**Written problem:** Render the lines as a JSON list of strings, one string per line, with blank lines left out. Cover only the lines starting at the one that contains "[locate] the tarp-covered" and ending at the last line of the entries below.

--- START OF Source material ---

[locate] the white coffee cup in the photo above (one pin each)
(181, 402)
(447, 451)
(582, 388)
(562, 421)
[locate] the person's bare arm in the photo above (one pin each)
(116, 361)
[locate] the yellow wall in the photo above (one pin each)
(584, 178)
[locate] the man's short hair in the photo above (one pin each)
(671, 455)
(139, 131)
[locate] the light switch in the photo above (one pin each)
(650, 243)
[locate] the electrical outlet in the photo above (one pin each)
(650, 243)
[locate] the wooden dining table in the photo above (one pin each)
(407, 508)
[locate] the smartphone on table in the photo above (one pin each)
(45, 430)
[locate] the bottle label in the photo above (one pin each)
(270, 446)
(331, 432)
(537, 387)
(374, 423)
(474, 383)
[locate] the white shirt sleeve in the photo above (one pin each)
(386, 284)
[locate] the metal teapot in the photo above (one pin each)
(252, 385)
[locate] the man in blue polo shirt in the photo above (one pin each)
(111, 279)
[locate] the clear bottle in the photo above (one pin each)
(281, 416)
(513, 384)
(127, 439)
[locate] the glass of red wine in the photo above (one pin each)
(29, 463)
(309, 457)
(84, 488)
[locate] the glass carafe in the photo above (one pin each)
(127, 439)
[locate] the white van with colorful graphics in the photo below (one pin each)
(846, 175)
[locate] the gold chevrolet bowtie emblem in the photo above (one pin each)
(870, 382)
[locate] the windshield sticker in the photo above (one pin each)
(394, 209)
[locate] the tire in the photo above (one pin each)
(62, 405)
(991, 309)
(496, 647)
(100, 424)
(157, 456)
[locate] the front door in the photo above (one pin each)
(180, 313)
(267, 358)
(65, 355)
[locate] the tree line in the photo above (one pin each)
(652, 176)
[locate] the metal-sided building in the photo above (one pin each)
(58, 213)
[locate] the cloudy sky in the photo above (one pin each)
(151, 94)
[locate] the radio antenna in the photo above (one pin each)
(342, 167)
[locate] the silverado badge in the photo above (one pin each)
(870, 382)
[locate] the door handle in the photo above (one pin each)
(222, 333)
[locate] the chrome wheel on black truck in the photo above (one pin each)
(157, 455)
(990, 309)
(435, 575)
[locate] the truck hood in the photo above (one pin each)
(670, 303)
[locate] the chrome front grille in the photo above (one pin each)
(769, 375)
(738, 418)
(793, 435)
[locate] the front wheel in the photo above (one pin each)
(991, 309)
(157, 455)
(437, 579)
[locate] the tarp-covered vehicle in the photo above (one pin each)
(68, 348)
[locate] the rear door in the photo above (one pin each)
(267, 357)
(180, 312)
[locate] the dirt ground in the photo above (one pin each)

--- END OF Source material ---

**Task response:**
[
  "[locate] the tarp-covered vehicle in the photo above (one pin each)",
  "(68, 348)",
  "[locate] the rear door in the photo above (one pin each)",
  "(267, 357)",
  "(180, 312)",
  "[locate] the dirt ground in the photo above (one pin each)"
]